▶ **PROVIDED TEXT**
LLNL / pyorick

Run yorick from python
BSD 2-Clause "Simplified" License
3 stars 3 forks source link

Cannot quit yorick session properly #4

Closed Clemovski closed 10 months ago

Clemovski commented 11 months ago

Goodmorning,

I'm using the latest version of pyorick and yorick 2.2.04x. My problem is yorick cannot quit properly and throws an error every time I use Pyorick. (Quitting from a Yorick session itself does not cause any problem. Only from Python.) Here is a sample from a Python session and its associated error. Is there something I can do ?

Thank you.

Python 3.8.10 (default, Jun  2 2021, 10:49:15) 
[GCC 9.4.0] on linux
Type "help", "copyright", "credits" or "license" for more information.
>>> from pyorick import *
>>> p=Yorick()
>>> p.call.quit()

Traceback (most recent call last):
  File "<stdin>", line 1, in <module>
  File "/home/xxx/.local/lib/python3.8/site-packages/pyorick/pyorick.py", line 360, in __call__
    self.bare._reqrep(ID_SUBCALL, self.name, *args, **kwargs)
  File "/home/xxx/.local/lib/python3.8/site-packages/pyorick/pyorick.py", line 214, in _reqrep
    reply = reply.decode()
  File "/home/xxx/.local/lib/python3.8/site-packages/pyorick/pyorick.py", line 686, in decode
    return codec.idtable[self.packets[0][0]].decoder(self)
  File "/home/xxx/.local/lib/python3.8/site-packages/pyorick/pyorick.py", line 938, in narray
    return msg.packets[pos]
IndexError: list index out of range
>>>
dhmunro commented 11 months ago

I can't reproduce this (python 3.8.16, yorick 2.2.04x). You'll need to do some more debugging.

Excerpts of pointing data:
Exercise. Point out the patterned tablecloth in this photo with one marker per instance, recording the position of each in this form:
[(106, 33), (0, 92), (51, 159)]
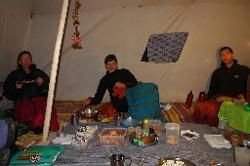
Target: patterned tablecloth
[(198, 151), (237, 116)]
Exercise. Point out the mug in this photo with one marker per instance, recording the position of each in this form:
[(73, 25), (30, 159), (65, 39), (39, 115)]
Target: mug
[(119, 160)]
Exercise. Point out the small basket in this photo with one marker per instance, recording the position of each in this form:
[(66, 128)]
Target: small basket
[(113, 140)]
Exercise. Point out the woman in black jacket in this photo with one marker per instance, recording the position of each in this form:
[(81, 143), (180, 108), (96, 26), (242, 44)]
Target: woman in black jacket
[(28, 87)]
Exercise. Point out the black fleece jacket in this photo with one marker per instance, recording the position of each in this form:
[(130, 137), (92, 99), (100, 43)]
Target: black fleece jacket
[(108, 81), (229, 81), (28, 90)]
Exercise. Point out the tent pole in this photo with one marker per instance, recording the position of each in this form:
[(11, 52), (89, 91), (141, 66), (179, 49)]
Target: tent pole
[(54, 70)]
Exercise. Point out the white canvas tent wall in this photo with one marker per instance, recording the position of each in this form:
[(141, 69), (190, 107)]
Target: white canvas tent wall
[(123, 27)]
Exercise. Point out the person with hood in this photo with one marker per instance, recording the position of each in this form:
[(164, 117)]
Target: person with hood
[(28, 86), (227, 82)]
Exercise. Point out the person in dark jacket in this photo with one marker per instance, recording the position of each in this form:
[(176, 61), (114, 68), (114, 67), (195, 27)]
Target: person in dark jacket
[(114, 80), (230, 79), (28, 87)]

▶ **TASK LIST**
**a)** Output the passage of the pyorick issue thread from "Traceback (most recent" to "return codec.idtable[self.packets[0][0]].decoder(self)".
**b)** Switch "hood" to "cap" in the entries from the line with "Exercise. Point out the person with" through the last line of the entries, and give only those lines, otherwise unchanged.

▶ **RESPONSES IN ORDER**
**a)**
Traceback (most recent call last):
  File "<stdin>", line 1, in <module>
  File "/home/xxx/.local/lib/python3.8/site-packages/pyorick/pyorick.py", line 360, in __call__
    self.bare._reqrep(ID_SUBCALL, self.name, *args, **kwargs)
  File "/home/xxx/.local/lib/python3.8/site-packages/pyorick/pyorick.py", line 214, in _reqrep
    reply = reply.decode()
  File "/home/xxx/.local/lib/python3.8/site-packages/pyorick/pyorick.py", line 686, in decode
    return codec.idtable[self.packets[0][0]].decoder(self)

**b)**
Exercise. Point out the person with cap in this photo with one marker per instance, recording the position of each in this form:
[(164, 117)]
Target: person with cap
[(28, 86), (227, 82)]
Exercise. Point out the person in dark jacket in this photo with one marker per instance, recording the position of each in this form:
[(176, 61), (114, 68), (114, 67), (195, 27)]
Target: person in dark jacket
[(114, 80), (230, 79), (28, 87)]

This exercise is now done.